▶ Task to carry out
Below are the records; repeat exactly their lines between the line holding "Return the polygon of every instance of the blue" and the line holding "Return the polygon of every instance of the **backpack**", inclusive, skipping the pictures.

*** Extracted entries ***

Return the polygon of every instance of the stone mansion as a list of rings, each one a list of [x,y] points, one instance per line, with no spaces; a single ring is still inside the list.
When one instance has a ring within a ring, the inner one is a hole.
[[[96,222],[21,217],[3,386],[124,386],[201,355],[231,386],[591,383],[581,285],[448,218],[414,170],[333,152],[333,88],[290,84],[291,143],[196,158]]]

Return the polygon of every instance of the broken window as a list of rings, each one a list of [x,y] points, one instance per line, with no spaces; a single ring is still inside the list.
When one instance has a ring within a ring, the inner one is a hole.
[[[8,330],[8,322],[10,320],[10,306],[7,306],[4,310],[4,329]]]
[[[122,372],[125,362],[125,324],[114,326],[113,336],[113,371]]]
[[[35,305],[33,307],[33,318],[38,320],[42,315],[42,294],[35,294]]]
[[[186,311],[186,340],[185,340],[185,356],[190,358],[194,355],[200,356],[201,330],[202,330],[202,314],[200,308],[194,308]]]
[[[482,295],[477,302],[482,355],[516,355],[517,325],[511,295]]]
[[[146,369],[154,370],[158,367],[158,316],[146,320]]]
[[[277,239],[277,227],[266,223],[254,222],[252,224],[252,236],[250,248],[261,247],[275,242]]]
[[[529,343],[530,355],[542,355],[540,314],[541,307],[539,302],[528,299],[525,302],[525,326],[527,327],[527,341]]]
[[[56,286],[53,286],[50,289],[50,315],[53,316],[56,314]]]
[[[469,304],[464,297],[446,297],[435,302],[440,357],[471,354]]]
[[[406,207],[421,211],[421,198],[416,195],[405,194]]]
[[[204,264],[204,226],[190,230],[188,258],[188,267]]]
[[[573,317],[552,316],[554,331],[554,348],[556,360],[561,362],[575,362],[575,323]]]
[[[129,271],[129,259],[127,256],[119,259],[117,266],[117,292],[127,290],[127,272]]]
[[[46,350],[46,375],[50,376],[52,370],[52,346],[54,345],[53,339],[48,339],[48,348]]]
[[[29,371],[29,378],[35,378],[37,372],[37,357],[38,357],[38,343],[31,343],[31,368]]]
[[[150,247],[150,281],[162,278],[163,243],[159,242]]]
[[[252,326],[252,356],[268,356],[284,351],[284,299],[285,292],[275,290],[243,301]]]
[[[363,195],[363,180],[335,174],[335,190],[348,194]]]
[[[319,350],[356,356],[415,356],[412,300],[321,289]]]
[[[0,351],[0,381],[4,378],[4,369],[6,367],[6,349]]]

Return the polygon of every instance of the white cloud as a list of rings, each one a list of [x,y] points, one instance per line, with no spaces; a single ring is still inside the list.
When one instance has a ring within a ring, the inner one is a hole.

*** End of Extracted entries ***
*** Extracted entries ***

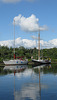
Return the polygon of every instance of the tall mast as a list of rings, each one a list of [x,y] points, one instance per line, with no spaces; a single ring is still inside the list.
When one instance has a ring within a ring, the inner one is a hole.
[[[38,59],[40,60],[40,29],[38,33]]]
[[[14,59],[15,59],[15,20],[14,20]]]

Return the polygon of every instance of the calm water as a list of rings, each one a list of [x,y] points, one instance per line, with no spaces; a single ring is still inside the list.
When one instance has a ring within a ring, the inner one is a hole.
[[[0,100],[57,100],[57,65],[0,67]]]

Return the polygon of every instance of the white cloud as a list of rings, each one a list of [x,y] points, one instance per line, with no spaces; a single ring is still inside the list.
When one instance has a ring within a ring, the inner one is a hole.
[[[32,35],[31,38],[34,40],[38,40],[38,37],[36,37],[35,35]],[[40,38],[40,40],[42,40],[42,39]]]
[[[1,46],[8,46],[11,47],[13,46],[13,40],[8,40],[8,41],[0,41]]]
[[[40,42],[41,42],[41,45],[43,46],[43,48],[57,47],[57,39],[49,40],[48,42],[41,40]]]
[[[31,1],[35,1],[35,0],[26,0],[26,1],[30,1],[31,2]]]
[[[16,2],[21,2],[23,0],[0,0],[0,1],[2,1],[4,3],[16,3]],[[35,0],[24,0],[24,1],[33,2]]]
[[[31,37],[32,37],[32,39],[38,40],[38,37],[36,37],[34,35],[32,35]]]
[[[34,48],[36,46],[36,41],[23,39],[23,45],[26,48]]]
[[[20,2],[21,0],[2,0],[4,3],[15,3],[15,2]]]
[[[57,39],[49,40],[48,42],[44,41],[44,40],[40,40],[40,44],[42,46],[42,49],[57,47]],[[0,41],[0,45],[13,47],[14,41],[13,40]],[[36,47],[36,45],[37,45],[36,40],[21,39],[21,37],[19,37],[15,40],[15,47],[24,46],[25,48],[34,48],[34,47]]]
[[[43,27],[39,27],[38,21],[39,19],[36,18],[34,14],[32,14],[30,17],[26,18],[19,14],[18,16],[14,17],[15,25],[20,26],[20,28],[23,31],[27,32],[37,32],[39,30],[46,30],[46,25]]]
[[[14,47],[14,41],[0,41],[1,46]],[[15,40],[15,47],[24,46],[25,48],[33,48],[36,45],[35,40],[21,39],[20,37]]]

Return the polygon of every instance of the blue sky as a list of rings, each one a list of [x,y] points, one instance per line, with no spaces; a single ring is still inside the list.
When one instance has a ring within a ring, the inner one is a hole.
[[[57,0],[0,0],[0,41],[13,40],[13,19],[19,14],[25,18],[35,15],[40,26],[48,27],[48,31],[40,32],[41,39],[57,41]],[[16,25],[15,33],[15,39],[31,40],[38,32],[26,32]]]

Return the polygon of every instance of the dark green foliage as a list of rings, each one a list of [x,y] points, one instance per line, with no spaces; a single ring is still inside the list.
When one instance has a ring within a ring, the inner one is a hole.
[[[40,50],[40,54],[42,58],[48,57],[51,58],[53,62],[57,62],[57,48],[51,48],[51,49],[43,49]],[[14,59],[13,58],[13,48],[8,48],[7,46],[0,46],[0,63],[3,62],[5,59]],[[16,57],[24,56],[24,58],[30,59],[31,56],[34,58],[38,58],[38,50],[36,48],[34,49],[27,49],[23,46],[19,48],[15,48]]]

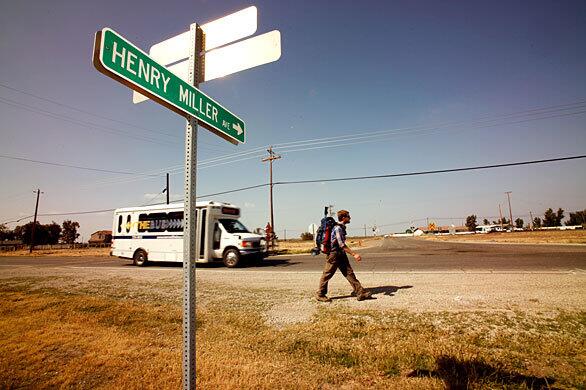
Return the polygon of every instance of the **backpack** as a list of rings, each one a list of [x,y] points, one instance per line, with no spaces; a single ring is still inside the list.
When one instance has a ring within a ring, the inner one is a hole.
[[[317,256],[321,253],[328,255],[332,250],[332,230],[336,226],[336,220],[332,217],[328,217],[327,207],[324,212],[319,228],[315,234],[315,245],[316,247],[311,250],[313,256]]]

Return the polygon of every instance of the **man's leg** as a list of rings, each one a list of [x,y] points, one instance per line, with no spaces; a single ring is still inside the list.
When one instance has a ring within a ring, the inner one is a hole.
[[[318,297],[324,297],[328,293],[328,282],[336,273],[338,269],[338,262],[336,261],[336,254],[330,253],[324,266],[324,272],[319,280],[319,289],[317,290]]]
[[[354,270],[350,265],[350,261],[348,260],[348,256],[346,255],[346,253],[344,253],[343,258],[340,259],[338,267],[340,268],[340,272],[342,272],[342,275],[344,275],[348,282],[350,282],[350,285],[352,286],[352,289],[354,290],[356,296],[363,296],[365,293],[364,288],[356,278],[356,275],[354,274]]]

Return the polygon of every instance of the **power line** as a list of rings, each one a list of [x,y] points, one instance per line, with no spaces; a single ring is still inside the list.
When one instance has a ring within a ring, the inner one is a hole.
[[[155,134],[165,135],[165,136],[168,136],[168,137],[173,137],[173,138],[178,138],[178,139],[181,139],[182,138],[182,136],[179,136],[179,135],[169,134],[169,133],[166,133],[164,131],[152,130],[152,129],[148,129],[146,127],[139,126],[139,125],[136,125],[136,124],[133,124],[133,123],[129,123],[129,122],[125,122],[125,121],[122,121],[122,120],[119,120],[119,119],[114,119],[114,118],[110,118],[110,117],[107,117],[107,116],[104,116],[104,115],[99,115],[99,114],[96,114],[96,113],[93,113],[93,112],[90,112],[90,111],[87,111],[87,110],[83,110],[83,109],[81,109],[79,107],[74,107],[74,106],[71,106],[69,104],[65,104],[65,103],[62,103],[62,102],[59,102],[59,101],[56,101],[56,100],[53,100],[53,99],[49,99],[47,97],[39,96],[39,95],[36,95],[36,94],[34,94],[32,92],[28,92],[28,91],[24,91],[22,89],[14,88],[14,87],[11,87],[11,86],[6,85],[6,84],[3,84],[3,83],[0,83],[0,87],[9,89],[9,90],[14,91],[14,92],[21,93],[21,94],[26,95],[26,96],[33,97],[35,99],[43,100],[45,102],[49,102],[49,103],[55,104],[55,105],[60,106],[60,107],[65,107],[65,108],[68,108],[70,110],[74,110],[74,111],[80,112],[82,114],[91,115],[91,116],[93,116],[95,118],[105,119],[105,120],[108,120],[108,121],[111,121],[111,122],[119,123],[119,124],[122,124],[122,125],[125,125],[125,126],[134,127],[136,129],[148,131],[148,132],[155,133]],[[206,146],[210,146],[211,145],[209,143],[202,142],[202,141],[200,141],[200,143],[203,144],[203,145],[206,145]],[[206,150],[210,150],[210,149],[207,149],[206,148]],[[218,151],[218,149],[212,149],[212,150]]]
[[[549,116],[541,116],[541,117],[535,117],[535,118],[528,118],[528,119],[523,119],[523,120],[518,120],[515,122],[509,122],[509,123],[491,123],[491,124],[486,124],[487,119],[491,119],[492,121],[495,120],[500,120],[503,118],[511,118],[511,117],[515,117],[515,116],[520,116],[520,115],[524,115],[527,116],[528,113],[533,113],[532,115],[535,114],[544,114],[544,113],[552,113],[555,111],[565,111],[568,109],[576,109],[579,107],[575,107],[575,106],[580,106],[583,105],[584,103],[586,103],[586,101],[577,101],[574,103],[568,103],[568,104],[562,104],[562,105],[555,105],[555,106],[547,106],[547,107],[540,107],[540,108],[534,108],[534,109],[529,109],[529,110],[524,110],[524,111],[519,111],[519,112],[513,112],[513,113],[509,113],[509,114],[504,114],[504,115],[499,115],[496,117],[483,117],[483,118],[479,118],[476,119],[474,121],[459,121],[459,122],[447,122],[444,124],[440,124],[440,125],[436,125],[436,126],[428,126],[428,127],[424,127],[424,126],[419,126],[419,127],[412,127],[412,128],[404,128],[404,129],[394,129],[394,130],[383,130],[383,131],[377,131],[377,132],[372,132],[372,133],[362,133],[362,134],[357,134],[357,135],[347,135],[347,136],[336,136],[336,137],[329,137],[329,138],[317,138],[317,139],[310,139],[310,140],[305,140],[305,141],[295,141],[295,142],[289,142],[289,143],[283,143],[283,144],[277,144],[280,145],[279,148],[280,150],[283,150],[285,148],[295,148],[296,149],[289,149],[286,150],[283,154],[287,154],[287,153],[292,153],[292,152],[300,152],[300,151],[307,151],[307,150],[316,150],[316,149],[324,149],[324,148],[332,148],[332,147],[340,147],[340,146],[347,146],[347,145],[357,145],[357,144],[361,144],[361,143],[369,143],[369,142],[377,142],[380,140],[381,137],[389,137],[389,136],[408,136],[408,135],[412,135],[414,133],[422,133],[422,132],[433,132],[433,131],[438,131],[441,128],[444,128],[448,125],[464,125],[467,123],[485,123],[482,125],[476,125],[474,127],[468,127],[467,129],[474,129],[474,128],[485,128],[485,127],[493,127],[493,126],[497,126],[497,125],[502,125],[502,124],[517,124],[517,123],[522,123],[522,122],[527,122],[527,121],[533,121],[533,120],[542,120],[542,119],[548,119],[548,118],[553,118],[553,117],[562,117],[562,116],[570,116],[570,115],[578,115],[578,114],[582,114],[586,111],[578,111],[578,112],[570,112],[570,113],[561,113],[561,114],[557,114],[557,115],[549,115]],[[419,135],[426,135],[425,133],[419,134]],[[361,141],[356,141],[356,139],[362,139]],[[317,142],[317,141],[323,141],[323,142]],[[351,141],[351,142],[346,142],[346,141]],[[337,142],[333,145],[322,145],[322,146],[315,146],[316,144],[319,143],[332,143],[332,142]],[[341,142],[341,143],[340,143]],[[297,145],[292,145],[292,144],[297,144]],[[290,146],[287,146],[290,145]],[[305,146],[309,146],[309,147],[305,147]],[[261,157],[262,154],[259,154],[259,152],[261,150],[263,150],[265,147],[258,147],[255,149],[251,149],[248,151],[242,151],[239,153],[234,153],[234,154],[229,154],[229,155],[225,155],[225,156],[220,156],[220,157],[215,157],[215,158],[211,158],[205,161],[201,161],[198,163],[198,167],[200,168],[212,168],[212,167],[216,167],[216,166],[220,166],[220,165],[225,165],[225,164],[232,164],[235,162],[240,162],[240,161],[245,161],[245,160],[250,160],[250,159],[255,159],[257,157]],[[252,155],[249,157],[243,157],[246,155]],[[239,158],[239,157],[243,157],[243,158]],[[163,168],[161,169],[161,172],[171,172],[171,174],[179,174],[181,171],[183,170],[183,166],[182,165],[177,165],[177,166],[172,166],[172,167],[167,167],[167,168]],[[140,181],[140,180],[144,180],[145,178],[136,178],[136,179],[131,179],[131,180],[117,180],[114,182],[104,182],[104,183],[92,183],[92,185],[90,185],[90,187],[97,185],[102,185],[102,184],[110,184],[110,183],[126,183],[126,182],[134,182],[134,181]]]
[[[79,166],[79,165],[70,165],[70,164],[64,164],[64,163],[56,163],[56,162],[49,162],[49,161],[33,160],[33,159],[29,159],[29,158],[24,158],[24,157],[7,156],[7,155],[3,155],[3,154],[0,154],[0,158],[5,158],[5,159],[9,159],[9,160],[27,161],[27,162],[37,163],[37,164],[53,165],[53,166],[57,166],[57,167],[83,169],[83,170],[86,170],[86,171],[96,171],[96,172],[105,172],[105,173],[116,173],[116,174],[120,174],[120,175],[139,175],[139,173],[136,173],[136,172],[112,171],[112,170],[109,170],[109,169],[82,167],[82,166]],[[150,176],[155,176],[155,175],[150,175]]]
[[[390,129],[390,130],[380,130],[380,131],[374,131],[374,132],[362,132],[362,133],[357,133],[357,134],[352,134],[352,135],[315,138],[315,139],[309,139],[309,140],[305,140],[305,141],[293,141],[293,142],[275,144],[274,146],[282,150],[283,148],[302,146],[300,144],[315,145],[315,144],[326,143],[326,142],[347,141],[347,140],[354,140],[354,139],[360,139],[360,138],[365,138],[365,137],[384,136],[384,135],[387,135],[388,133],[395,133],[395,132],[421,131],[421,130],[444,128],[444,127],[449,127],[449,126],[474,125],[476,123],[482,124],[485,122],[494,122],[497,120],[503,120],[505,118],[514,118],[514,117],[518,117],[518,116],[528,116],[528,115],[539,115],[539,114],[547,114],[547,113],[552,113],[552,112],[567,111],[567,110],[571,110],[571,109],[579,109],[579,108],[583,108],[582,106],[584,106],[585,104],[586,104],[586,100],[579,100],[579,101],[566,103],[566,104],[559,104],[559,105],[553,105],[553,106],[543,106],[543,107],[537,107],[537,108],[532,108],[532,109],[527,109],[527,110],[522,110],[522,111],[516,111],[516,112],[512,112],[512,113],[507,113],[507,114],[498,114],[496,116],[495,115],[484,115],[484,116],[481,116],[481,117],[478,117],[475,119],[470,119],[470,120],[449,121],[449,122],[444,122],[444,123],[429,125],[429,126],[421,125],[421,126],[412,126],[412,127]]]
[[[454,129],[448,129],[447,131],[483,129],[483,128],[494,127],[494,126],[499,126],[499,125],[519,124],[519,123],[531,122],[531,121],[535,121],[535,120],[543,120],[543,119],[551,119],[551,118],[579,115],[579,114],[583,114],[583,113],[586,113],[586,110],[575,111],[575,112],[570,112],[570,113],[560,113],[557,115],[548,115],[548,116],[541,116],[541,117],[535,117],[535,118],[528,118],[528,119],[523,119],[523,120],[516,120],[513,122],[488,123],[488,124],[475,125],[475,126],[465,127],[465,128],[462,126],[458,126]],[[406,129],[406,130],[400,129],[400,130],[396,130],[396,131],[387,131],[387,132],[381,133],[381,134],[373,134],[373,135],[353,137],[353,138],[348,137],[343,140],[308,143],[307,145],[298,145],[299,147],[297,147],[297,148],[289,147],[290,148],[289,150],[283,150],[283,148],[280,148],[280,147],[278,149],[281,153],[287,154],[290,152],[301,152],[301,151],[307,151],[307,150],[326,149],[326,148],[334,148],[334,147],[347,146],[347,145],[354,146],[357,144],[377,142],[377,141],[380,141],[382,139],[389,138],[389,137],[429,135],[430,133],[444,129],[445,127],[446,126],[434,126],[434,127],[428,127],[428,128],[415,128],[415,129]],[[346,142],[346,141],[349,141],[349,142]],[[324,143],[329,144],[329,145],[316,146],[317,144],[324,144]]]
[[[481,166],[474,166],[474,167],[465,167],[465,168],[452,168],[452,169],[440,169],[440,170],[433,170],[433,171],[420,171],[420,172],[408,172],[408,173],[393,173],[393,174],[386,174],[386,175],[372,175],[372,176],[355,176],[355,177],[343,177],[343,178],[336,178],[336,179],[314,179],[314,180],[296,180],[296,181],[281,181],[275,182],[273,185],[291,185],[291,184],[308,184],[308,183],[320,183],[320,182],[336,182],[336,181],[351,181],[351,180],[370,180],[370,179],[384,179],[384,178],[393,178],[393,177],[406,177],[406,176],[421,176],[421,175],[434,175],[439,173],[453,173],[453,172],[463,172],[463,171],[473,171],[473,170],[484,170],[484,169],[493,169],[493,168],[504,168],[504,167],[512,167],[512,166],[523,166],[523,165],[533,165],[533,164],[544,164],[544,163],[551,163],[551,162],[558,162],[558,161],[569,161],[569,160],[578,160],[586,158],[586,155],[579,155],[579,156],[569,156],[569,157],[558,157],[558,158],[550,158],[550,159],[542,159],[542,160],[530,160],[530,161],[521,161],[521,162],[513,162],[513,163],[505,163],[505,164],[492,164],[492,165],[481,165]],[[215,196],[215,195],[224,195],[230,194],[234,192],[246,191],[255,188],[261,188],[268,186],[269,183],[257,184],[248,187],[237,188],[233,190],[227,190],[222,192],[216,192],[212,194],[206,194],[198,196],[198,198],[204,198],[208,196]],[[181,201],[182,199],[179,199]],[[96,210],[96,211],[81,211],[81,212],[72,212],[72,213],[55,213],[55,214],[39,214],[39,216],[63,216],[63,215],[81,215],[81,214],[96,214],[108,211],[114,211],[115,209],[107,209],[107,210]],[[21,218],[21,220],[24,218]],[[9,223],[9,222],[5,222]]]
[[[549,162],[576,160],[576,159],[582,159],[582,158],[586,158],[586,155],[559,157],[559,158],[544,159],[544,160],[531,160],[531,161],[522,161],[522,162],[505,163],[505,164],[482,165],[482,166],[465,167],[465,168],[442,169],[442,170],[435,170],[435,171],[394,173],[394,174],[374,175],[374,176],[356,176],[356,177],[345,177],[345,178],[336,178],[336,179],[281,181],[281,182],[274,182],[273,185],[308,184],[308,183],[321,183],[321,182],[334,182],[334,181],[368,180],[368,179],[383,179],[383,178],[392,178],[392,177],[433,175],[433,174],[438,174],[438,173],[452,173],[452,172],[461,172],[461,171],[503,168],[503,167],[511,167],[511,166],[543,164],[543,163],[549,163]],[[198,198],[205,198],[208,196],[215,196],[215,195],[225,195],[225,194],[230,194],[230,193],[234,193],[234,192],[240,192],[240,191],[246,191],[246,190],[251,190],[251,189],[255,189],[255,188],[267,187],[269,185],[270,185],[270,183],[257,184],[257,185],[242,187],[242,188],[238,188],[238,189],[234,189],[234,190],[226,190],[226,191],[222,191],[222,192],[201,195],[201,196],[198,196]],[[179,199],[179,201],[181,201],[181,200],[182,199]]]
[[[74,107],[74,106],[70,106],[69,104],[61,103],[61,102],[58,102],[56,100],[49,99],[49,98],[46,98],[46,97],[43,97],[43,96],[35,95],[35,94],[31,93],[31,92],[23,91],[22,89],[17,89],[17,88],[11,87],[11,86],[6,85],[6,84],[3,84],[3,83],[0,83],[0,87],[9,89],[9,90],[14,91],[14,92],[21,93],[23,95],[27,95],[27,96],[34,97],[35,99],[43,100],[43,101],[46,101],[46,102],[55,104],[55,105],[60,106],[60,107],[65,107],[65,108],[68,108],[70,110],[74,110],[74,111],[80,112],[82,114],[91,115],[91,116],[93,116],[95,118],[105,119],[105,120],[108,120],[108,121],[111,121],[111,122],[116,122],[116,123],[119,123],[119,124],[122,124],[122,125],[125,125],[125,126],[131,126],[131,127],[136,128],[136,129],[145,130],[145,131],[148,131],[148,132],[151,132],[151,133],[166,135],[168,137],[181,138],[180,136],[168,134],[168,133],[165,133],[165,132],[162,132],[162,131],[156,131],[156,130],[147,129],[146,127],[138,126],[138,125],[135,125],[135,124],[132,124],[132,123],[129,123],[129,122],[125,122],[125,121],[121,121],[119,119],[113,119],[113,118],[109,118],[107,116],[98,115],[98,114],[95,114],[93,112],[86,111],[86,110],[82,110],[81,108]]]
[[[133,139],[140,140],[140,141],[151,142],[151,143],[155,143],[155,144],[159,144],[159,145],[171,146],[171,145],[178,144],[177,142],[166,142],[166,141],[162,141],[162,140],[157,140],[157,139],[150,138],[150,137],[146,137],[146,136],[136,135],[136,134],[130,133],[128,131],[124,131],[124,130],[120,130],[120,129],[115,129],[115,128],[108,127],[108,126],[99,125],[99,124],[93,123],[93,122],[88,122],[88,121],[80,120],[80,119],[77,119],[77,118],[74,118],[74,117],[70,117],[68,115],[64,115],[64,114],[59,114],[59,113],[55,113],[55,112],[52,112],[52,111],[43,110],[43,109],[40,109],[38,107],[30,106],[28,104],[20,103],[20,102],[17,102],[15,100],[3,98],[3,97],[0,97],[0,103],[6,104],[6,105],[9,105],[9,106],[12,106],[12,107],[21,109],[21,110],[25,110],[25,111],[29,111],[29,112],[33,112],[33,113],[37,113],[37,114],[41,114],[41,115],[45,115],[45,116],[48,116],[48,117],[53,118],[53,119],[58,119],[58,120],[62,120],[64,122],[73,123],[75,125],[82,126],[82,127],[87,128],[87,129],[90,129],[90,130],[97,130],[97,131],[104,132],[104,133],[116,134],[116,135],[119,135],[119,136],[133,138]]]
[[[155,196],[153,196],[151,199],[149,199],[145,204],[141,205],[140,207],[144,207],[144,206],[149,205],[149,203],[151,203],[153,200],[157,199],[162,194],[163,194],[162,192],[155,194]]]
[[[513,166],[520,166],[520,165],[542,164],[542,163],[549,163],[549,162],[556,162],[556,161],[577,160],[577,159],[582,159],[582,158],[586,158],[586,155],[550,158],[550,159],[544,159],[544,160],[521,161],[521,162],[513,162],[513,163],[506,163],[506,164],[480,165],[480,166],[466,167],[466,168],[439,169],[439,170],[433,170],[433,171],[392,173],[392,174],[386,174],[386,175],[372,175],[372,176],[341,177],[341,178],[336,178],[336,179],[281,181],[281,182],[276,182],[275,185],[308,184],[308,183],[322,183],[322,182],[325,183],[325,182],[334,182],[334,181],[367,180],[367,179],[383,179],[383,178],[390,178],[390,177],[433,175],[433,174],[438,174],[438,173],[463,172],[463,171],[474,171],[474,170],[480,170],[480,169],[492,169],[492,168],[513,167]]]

*** End of Extracted entries ***
*** Extracted entries ***

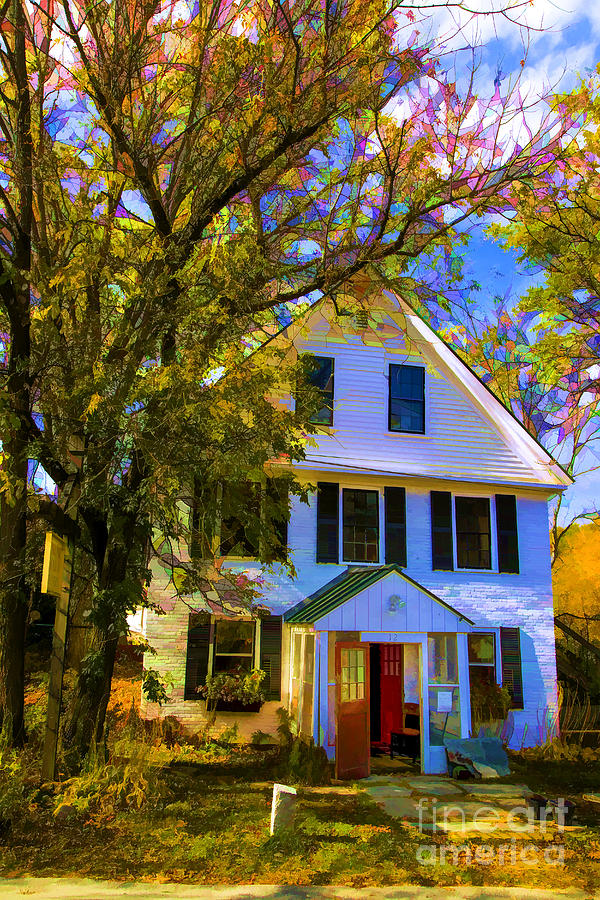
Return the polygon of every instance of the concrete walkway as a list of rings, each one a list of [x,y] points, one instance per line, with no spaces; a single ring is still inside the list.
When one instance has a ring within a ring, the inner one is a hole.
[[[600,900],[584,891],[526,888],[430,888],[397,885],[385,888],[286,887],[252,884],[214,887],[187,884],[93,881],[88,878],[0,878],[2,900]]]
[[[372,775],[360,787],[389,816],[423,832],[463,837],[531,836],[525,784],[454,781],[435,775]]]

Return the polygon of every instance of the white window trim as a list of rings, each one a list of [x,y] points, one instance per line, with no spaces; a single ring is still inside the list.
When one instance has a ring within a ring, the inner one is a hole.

*** End of Extracted entries ***

▶ Reply to the task
Return the polygon of every instance of the blue sky as a list of rings, each one a list of [x,y] points, one instance per line, with no spaces; a single ring is still inside the list.
When one instance has a ring within a ring, the inner one is a hole.
[[[57,0],[0,0],[0,41],[13,40],[13,19],[19,14],[25,18],[35,15],[40,26],[48,27],[48,31],[40,32],[41,39],[57,41]],[[16,25],[15,33],[15,39],[31,40],[38,32],[26,32]]]

Return the polygon of every instance of the dark green foliage as a list of rings, each one a list of [x,y] points, one instance per line, with no spaces; a single ring is still inside the list.
When one instance has a ring within a ring, the inner one is a hole.
[[[40,50],[40,54],[42,58],[48,57],[51,58],[53,62],[57,62],[57,48],[51,48],[51,49],[43,49]],[[14,59],[13,58],[13,48],[8,48],[7,46],[0,46],[0,63],[3,62],[5,59]],[[16,57],[24,56],[24,58],[30,59],[31,56],[34,58],[38,58],[38,50],[36,48],[34,49],[27,49],[23,46],[19,48],[15,48]]]

Return the polygon of every instance of the **backpack** as a list of rings, each one a list of [x,y] points, one instance per line, with no spaces; a single ring is still inside the list.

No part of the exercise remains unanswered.